- **EXERCICES À TRAITER**
#1 D'après le passage fourni, combien de circonscriptions les socialistes obtiennent-ils ?
#2 Selon le passage fourni, pourquoi Jean-Luc Mélenchon serait-il Premier ministre ?
#3 Quelles formations le passage fourni présente-t-il comme ayant conclu un accord avec la France insoumise ? Indiquez pour chacune le jour mentionné.

- **PASSAGE FOURNI**

==================================================

Le PS sur le point d'intégrer une alliance historique menée par LFI
L'alliance historique à gauche est sur le point d'aboutir: la France insoumise et le Parti socialiste ont conclu un accord mercredi pour les législatives, faisant des compromis tant sur les circonscriptions que sur le programme. Mais le vote d'approbation interne aux socialistes s'annonce délicat.
EELV dimanche soir, le PCF mardi et le PS mercredi. La France insoumise, forte des 22% de Jean-Luc Mélenchon à la présidentielle, est en passe de réunir ses anciens concurrents pour les scrutins des 12 et 19 juin.
Après une semaine de négociations, Insoumis et socialistes se sont accordés dans la nuit de mardi à mercredi sur l'épineux dossier des circonscriptions, puis ont annoncé l'accord global dans l'après-midi.
Le but affiché, "empêcher Emmanuel Macron de poursuivre sa politique injuste et brutale et battre l'extrême-droite", déclarent les deux formations. Corollaire, "le Premier ministre serait issu du plus grand groupe à l'Assemblée, soit Jean-Luc Mélenchon".
Par cet accord, le PS rejoint la "Nouvelle union populaire écologique et sociale", dont EELV et le PCF sont déjà membres en vertu des accords passés ces trois derniers jours.
Les socialistes obtiennent 70 circonscriptions, a indiqué la direction du PS à l'AFP, sans préciser combien étaient gagnables, si ce n'est que les "députés sortants désireux de l'accord ont été préservés".
Le texte programmatique a en revanche nécessité des compromis. Figure ainsi explicitement, à la demande du PS, "la défense de la République laïque et universaliste".
Les deux formations assument "des histoires différentes avec la construction européenne", mais l'objectif est commun: "mettre fin au cours libéral et productiviste de l'Union européenne".
LFI et le PS font un compromis lexical sur les traités en appelant à "ne pas respecter certaines règles" qui empêcheraient l'application du programme. "Nous parlons de désobéir pour les uns, de déroger de manière transitoire pour les autres".
Pour la retraite à 60 ans, elle sera "pour tous" mais le PS a fait ajouter: "avec une attention particulière pour les carrières longues, discontinues et les métiers pénibles".

==================================================

- **DONNÉES BRUTES**
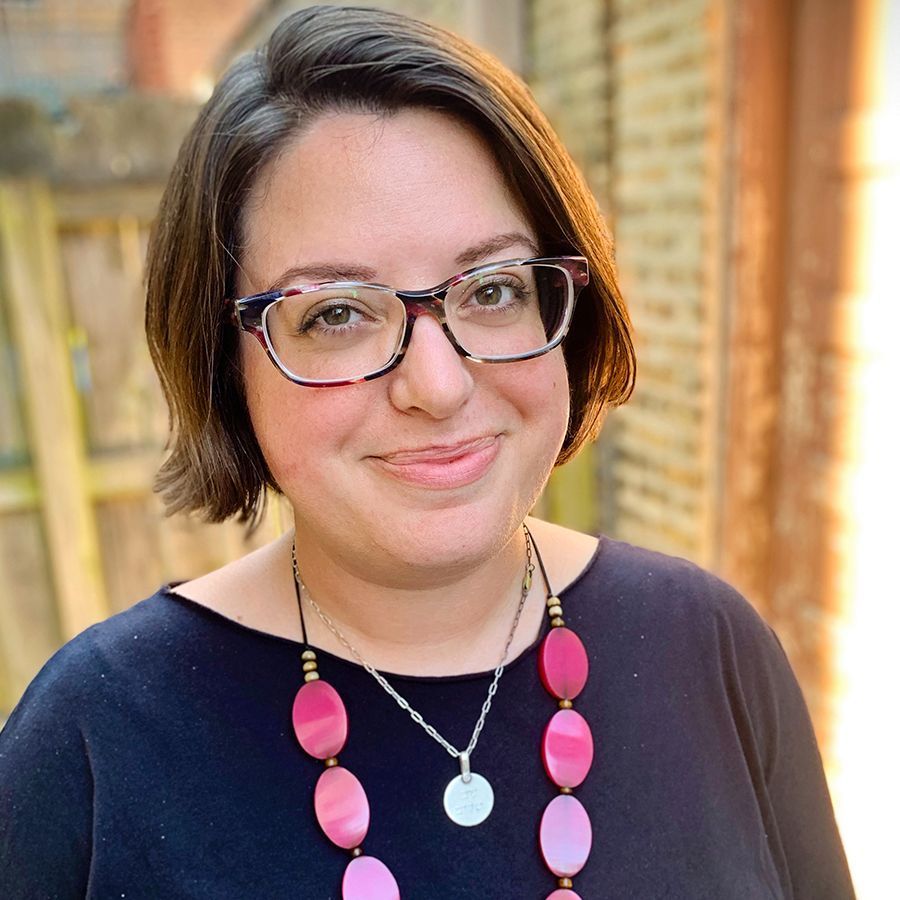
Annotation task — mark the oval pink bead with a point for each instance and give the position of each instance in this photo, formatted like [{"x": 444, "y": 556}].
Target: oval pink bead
[
  {"x": 565, "y": 836},
  {"x": 320, "y": 719},
  {"x": 368, "y": 878},
  {"x": 567, "y": 748},
  {"x": 563, "y": 664},
  {"x": 342, "y": 807}
]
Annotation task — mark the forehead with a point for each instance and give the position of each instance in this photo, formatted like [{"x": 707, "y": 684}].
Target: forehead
[{"x": 401, "y": 194}]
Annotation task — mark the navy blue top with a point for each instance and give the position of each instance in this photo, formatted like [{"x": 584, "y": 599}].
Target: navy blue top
[{"x": 153, "y": 756}]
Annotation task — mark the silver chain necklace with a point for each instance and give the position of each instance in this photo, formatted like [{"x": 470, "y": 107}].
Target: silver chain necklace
[{"x": 469, "y": 797}]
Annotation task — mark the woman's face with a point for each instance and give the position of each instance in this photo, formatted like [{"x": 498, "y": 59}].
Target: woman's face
[{"x": 434, "y": 465}]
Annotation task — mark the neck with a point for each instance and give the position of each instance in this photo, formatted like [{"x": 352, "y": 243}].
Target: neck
[{"x": 434, "y": 623}]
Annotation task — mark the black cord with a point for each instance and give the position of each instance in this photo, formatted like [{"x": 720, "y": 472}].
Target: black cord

==================================================

- **CORRIGÉS DES EXERCICES**
#1 Les socialistes obtiennent 70 circonscriptions.

#2 Le Premier ministre serait issu du plus grand groupe à l'Assemblée. D'après les deux formations, ce groupe serait celui de Jean-Luc Mélenchon.

#3
- EELV : dimanche soir
- PCF : mardi
- PS : mercredi